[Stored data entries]
* START *
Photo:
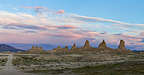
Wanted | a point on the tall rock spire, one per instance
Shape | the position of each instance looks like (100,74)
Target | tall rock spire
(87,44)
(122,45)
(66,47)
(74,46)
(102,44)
* END *
**YOUR INSTRUCTIONS:** Each line of the data should be quoted exactly, with pictures left out.

**ANSWER TO THIS EXERCISE:**
Photo:
Wanted | a point on the tall rock spire, one per instance
Shape | the position of each instance looks like (100,74)
Target | tall rock spire
(87,44)
(122,45)
(66,47)
(74,46)
(102,44)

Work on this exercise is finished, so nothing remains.